____ Data extracts

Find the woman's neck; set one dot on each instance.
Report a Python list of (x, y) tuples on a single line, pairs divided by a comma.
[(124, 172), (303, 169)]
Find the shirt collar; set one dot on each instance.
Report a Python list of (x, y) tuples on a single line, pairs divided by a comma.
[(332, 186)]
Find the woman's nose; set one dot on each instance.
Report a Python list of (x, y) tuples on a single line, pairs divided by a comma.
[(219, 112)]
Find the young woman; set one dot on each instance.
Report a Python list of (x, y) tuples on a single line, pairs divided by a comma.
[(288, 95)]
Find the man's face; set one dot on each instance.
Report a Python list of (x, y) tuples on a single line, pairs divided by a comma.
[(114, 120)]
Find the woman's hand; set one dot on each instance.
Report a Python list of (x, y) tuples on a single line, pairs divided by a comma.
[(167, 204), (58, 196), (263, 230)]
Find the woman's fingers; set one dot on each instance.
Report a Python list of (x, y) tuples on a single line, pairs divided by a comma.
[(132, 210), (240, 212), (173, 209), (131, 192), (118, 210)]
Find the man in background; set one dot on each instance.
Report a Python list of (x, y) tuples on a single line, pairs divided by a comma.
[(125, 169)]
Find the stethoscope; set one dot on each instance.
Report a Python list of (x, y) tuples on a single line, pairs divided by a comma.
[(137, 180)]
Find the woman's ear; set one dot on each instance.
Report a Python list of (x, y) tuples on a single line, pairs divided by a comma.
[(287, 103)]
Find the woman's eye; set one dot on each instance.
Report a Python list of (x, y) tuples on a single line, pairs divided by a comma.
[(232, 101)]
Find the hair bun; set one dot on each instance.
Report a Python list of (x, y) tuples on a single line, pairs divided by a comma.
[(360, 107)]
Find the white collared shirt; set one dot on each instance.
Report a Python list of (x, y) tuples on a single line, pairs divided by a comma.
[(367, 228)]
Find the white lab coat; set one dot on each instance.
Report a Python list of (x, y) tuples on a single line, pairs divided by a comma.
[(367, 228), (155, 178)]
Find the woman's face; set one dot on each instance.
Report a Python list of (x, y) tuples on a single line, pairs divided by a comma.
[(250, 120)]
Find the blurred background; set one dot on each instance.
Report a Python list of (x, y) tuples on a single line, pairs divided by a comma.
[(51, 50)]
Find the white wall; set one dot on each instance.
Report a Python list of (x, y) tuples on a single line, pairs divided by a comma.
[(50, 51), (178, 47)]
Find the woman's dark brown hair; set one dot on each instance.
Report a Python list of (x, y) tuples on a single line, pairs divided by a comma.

________

Problem to solve: The lines above, from the first through the one containing "Find the woman's hand;", must be restated word for word, with nothing added.

Output below:
Find the woman's neck; set one dot on each instance.
Report a Python list of (x, y) tuples on a single line, pairs divided by a comma.
[(124, 172), (303, 169)]
Find the shirt collar; set one dot on each instance.
Report a Python list of (x, y) tuples on a single line, pairs divided by a comma.
[(332, 186)]
Find the woman's nose; set one dot on each instance.
Report a Python list of (x, y) tuples on a single line, pairs divided by a comma.
[(219, 112)]
Find the young woman; set one dot on each instance.
Report a Python list of (x, y) tuples on a single line, pairs divided by a comma.
[(288, 95)]
Find the man's face; set one dot on each instance.
Report a Python list of (x, y) tuples on a single line, pairs divided by a comma.
[(114, 120)]
Find the woman's hand; set one dot on each instance.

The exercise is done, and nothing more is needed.